What is expected:
For the data that follows, return each line unchanged and drop the pictures.

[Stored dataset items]
Content starts
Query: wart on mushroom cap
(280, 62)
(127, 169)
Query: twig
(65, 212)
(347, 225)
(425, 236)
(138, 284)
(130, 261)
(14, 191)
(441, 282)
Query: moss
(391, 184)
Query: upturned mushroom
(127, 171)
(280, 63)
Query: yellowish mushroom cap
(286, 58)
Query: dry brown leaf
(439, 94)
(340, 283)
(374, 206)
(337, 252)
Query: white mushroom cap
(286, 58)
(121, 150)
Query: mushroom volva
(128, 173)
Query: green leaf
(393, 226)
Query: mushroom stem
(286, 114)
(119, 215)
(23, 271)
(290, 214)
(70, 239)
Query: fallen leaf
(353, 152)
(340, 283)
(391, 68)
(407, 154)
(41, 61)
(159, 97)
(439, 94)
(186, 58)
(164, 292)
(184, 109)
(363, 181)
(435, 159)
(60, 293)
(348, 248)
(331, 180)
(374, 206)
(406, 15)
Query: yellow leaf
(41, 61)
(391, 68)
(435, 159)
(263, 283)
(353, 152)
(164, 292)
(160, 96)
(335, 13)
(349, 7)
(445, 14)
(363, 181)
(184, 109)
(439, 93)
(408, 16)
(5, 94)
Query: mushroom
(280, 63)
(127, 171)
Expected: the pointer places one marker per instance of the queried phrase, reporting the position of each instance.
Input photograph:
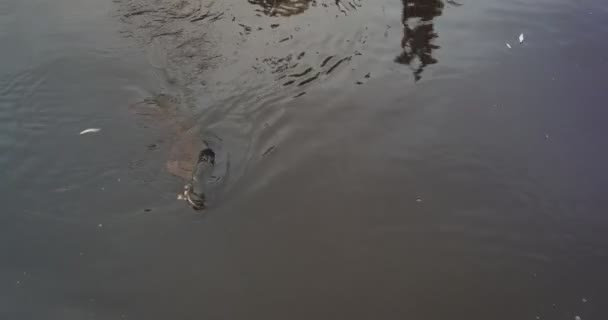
Content ends
Result below:
Query: wart on mushroom cap
(280, 62)
(127, 169)
Query: twig
(65, 212)
(347, 225)
(425, 236)
(138, 284)
(130, 261)
(14, 191)
(441, 282)
Query: moss
(391, 184)
Query: upturned mushroom
(127, 171)
(280, 63)
Query: yellowish mushroom cap
(286, 58)
Query: dry brown leaf
(439, 94)
(340, 283)
(374, 206)
(337, 252)
Query: white mushroom cap
(286, 58)
(121, 150)
Query: mushroom volva
(128, 173)
Query: green leaf
(393, 226)
Query: mushroom stem
(286, 114)
(119, 215)
(23, 271)
(290, 214)
(70, 239)
Query: fallen leaf
(353, 152)
(340, 283)
(391, 68)
(407, 154)
(41, 61)
(159, 97)
(439, 94)
(186, 58)
(164, 292)
(184, 109)
(363, 181)
(435, 159)
(60, 293)
(348, 248)
(331, 180)
(374, 206)
(406, 15)
Query: yellow leaf
(41, 61)
(391, 68)
(435, 159)
(263, 283)
(353, 152)
(164, 292)
(160, 96)
(335, 13)
(349, 7)
(445, 14)
(363, 181)
(184, 109)
(439, 93)
(408, 16)
(5, 94)
Query: mushroom
(280, 63)
(127, 171)
Expected: the pointer places one marker per instance of the queried phrase, reporting the position of each instance.
Input photograph:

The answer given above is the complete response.